--- WHAT IS EXPECTED ---
Select every line of the records that contains the word "flag", and copy each one. Case counts.

Point labeling dataset excerpts
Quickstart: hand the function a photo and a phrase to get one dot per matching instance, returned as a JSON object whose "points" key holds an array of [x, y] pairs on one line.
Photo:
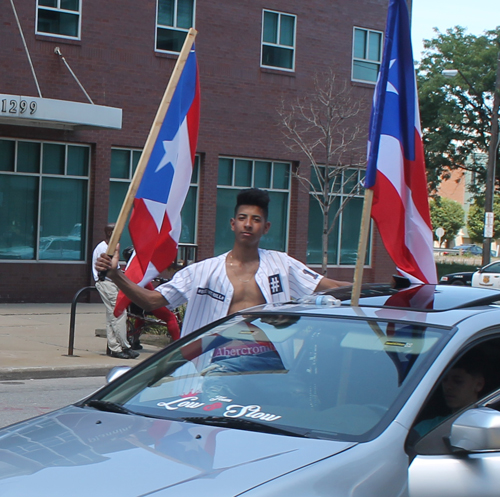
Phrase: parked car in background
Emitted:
{"points": [[309, 398], [488, 276], [468, 249]]}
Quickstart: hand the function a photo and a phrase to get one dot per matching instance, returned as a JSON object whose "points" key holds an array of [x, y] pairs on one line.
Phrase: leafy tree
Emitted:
{"points": [[324, 126], [456, 113], [475, 219], [446, 214]]}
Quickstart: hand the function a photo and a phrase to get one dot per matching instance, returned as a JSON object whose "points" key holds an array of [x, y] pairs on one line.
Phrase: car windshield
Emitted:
{"points": [[315, 376]]}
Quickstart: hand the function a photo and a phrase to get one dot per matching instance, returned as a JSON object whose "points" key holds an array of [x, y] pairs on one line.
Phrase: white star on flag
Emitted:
{"points": [[171, 148]]}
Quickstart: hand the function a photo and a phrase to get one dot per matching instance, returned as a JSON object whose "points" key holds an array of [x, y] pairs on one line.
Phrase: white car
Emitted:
{"points": [[487, 277], [396, 397]]}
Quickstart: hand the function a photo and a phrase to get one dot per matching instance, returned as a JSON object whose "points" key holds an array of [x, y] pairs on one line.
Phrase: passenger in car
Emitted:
{"points": [[243, 277], [461, 386]]}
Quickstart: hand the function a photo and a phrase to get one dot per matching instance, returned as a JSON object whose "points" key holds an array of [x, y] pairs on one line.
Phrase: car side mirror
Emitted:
{"points": [[476, 430], [116, 372]]}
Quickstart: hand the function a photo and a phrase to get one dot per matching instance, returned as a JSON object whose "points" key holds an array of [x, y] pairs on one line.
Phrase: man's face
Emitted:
{"points": [[249, 224], [461, 388]]}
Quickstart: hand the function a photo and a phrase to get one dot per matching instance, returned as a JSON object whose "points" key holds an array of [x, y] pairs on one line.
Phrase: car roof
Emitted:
{"points": [[428, 298], [437, 305]]}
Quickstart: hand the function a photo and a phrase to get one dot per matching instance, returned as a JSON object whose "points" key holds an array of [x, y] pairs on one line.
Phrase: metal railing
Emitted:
{"points": [[73, 317]]}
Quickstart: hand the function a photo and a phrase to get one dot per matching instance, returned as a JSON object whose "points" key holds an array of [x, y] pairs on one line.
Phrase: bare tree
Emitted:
{"points": [[324, 126]]}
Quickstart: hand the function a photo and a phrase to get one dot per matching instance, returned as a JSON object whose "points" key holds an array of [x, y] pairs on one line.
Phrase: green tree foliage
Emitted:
{"points": [[475, 220], [456, 113], [446, 214]]}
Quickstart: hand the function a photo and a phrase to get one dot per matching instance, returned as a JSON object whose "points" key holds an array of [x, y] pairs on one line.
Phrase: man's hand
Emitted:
{"points": [[327, 284], [108, 264]]}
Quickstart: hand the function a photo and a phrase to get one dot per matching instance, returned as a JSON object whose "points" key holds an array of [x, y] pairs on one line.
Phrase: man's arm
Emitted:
{"points": [[327, 283], [147, 299]]}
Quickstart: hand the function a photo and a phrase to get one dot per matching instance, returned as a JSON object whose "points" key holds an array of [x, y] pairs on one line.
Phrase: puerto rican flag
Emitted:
{"points": [[396, 167], [155, 223]]}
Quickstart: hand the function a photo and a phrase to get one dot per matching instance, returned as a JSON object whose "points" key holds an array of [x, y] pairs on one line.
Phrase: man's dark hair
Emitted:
{"points": [[253, 196]]}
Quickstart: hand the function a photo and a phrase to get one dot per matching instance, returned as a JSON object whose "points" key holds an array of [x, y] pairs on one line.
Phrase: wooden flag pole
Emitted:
{"points": [[150, 142], [363, 242]]}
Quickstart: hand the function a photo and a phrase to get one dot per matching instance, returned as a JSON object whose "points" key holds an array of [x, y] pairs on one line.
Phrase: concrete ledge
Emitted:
{"points": [[156, 340]]}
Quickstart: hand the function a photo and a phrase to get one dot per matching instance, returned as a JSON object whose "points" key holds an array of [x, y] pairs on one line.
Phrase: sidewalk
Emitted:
{"points": [[34, 340]]}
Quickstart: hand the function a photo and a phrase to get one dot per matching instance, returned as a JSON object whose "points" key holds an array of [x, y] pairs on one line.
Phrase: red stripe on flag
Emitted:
{"points": [[392, 226]]}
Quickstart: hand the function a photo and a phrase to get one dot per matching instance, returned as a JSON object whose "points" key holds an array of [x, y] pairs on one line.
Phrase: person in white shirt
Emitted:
{"points": [[243, 277], [116, 328]]}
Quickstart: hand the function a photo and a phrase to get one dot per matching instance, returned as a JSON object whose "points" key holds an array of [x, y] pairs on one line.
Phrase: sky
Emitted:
{"points": [[475, 15]]}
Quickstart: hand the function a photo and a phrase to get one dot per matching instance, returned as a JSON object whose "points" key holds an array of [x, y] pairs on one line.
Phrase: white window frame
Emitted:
{"points": [[174, 28], [64, 11], [379, 62], [40, 174], [278, 45]]}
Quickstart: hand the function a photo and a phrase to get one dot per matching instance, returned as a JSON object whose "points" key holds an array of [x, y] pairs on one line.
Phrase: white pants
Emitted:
{"points": [[116, 328]]}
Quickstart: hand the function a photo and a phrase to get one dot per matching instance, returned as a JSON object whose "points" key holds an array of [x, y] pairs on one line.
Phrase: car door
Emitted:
{"points": [[439, 467], [487, 277]]}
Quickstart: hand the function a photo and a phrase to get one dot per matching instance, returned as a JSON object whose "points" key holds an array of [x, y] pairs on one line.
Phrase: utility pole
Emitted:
{"points": [[490, 172]]}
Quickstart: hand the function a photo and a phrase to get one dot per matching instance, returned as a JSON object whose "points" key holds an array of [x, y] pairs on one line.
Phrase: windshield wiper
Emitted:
{"points": [[104, 405], [245, 424]]}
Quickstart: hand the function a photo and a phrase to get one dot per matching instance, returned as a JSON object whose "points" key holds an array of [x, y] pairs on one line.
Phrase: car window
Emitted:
{"points": [[328, 378], [471, 377], [494, 268]]}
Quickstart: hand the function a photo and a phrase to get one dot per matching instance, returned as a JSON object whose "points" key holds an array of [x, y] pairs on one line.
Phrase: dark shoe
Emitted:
{"points": [[132, 354], [120, 355]]}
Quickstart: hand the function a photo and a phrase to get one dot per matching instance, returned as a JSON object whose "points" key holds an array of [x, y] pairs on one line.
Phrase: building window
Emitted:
{"points": [[238, 174], [59, 18], [367, 55], [43, 200], [174, 18], [343, 239], [278, 40], [123, 165]]}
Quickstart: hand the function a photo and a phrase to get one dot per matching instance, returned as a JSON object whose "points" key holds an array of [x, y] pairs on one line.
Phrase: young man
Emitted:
{"points": [[243, 277]]}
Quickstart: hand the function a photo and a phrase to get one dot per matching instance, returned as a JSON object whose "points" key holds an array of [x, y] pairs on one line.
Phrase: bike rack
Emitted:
{"points": [[73, 317]]}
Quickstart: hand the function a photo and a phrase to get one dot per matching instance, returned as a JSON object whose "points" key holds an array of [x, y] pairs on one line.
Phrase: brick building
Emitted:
{"points": [[80, 86]]}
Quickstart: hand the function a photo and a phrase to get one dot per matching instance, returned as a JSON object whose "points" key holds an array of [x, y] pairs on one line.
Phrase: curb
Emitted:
{"points": [[46, 372]]}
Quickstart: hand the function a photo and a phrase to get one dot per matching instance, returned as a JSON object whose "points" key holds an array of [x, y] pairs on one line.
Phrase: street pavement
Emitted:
{"points": [[34, 342]]}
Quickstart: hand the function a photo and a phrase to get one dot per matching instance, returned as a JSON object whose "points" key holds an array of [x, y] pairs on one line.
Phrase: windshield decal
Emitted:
{"points": [[253, 411], [233, 411]]}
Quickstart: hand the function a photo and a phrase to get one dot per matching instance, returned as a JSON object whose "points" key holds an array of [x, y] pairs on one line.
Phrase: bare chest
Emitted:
{"points": [[246, 292]]}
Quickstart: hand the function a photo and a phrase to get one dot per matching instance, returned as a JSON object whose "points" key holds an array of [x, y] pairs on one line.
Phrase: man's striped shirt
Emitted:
{"points": [[206, 288]]}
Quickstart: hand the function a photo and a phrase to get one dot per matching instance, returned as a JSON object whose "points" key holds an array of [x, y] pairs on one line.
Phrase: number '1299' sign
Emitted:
{"points": [[17, 106]]}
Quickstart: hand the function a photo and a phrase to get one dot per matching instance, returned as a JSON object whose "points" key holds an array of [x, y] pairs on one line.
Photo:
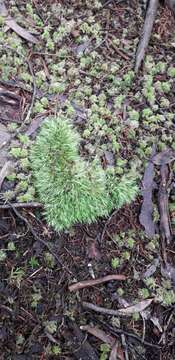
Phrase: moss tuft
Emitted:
{"points": [[71, 189]]}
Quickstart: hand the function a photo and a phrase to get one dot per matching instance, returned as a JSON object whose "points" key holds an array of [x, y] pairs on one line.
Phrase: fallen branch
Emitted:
{"points": [[142, 305], [147, 29], [165, 225], [99, 334], [89, 283], [21, 205], [118, 331], [146, 214], [107, 339]]}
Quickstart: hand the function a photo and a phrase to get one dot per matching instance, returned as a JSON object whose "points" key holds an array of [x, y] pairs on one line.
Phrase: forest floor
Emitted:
{"points": [[79, 61]]}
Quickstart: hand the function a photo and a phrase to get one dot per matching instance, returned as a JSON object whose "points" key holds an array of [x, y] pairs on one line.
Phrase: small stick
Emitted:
{"points": [[147, 30], [21, 205], [100, 334], [118, 331], [142, 305], [89, 283]]}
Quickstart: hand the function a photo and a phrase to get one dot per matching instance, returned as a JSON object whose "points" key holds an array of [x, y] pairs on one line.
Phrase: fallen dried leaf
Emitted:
{"points": [[136, 308], [11, 23], [121, 312], [164, 157]]}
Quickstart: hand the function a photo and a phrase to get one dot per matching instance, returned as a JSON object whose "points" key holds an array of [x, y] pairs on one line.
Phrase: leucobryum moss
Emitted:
{"points": [[73, 190]]}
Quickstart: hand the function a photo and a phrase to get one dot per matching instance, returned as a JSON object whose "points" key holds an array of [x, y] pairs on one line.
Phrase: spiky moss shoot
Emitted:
{"points": [[71, 189]]}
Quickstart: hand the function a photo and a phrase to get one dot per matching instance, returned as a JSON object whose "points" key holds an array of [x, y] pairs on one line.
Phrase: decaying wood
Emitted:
{"points": [[5, 171], [142, 305], [89, 283], [165, 226], [100, 334], [146, 214], [77, 341], [147, 29], [21, 205]]}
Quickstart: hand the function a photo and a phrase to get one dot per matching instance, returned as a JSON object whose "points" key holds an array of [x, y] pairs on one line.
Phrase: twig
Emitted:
{"points": [[125, 347], [8, 166], [21, 205], [100, 334], [120, 312], [88, 283], [165, 225], [45, 243], [147, 29], [118, 331], [7, 47], [106, 224]]}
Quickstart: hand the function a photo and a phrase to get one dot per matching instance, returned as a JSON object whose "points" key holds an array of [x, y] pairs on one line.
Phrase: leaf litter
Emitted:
{"points": [[43, 290]]}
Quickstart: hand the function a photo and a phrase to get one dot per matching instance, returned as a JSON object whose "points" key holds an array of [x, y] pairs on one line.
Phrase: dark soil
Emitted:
{"points": [[40, 318]]}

--- SOLUTION TO THIS EXERCISE ---
Phrase: white star on flag
Phrase: puerto rican flag
Phrase: wooden flag pole
Phrase: red stripe on flag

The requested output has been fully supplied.